Your answer must match the records word for word and contain no pictures.

--

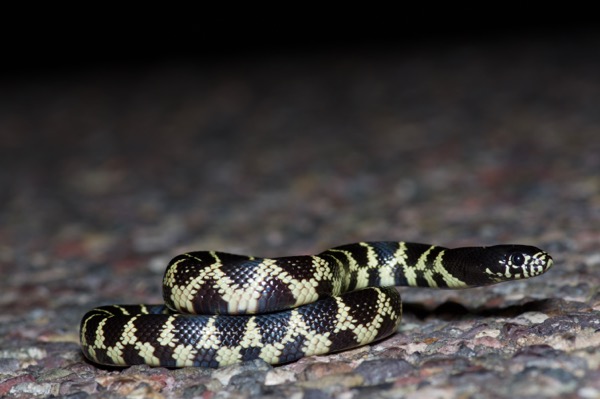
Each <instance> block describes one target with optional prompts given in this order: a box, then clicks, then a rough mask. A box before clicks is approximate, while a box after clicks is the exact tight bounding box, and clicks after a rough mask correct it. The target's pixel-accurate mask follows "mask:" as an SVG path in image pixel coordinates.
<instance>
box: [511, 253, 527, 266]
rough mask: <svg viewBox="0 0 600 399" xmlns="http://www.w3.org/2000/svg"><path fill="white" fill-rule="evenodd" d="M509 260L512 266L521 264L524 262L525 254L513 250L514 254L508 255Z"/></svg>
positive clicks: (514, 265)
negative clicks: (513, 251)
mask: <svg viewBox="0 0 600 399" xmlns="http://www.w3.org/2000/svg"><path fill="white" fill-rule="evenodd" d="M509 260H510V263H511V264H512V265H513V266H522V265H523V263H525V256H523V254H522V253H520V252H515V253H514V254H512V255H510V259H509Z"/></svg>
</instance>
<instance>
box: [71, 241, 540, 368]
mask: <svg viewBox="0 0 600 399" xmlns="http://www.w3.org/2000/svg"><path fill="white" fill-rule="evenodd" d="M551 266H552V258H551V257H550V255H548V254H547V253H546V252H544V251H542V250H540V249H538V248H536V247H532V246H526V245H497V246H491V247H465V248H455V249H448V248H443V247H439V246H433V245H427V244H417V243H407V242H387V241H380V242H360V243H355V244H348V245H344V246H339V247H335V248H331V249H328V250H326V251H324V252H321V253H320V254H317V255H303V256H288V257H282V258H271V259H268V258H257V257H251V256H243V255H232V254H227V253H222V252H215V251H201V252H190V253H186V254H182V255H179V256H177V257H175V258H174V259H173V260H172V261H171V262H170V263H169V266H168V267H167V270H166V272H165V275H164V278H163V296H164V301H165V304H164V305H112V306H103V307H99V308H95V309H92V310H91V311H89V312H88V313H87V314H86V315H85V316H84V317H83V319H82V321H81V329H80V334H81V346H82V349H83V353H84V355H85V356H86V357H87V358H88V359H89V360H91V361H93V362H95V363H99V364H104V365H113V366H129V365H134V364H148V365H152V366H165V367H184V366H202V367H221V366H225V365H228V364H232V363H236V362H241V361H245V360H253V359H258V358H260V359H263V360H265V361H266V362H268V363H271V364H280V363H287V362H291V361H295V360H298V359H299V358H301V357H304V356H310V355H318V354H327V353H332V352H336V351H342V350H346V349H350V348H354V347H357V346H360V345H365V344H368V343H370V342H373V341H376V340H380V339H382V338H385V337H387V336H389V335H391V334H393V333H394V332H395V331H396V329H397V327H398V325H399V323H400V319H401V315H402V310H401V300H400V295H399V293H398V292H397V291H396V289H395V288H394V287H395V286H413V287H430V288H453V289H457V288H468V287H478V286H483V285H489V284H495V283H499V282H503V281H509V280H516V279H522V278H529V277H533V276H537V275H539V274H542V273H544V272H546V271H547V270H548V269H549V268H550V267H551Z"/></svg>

--

Task result -
Each <instance> block describes one target with optional prompts given in this order: a box, then clicks, then a rough mask. A box before clicks is approximate, while a box after clicks is the exact tight bounding box, and clicks after a rough mask correct it. The target's pixel-accurate mask follows "mask:" as an SVG path in image pixel coordinates.
<instance>
box: [511, 253, 527, 266]
rough mask: <svg viewBox="0 0 600 399" xmlns="http://www.w3.org/2000/svg"><path fill="white" fill-rule="evenodd" d="M509 260L512 266L521 264L524 262L525 254L513 250L514 254L508 255Z"/></svg>
positive clicks: (514, 265)
negative clicks: (513, 251)
mask: <svg viewBox="0 0 600 399" xmlns="http://www.w3.org/2000/svg"><path fill="white" fill-rule="evenodd" d="M509 260H510V263H511V264H512V265H513V266H522V265H523V263H525V256H523V254H522V253H520V252H515V253H514V254H512V255H510V259H509Z"/></svg>
</instance>
<instance>
box: [71, 241, 540, 368]
mask: <svg viewBox="0 0 600 399" xmlns="http://www.w3.org/2000/svg"><path fill="white" fill-rule="evenodd" d="M551 266H552V258H551V257H550V255H548V254H547V253H546V252H544V251H542V250H540V249H538V248H536V247H532V246H526V245H497V246H491V247H465V248H455V249H448V248H443V247H439V246H433V245H427V244H417V243H407V242H387V241H380V242H360V243H355V244H348V245H344V246H339V247H335V248H331V249H328V250H326V251H324V252H321V253H320V254H317V255H303V256H288V257H282V258H271V259H268V258H257V257H251V256H243V255H232V254H227V253H222V252H215V251H201V252H190V253H186V254H182V255H179V256H177V257H175V258H174V259H173V260H172V261H171V262H170V263H169V266H168V267H167V270H166V272H165V275H164V278H163V296H164V301H165V304H164V305H112V306H103V307H99V308H95V309H92V310H91V311H89V312H88V313H87V314H86V315H85V316H84V317H83V319H82V321H81V329H80V334H81V346H82V349H83V353H84V355H85V356H86V357H87V358H88V359H89V360H91V361H93V362H95V363H99V364H104V365H113V366H129V365H134V364H148V365H152V366H165V367H184V366H202V367H221V366H225V365H228V364H232V363H236V362H241V361H245V360H253V359H258V358H260V359H263V360H265V361H266V362H268V363H271V364H280V363H287V362H291V361H295V360H298V359H299V358H301V357H304V356H310V355H318V354H327V353H332V352H336V351H342V350H346V349H350V348H354V347H357V346H360V345H365V344H368V343H370V342H373V341H376V340H380V339H382V338H385V337H387V336H389V335H391V334H393V333H394V332H395V331H396V329H397V327H398V325H399V323H400V319H401V315H402V310H401V300H400V295H399V293H398V292H397V291H396V289H395V288H394V287H395V286H413V287H430V288H453V289H457V288H468V287H478V286H483V285H489V284H495V283H499V282H503V281H509V280H516V279H522V278H529V277H533V276H537V275H539V274H542V273H544V272H546V271H547V270H548V269H549V268H550V267H551Z"/></svg>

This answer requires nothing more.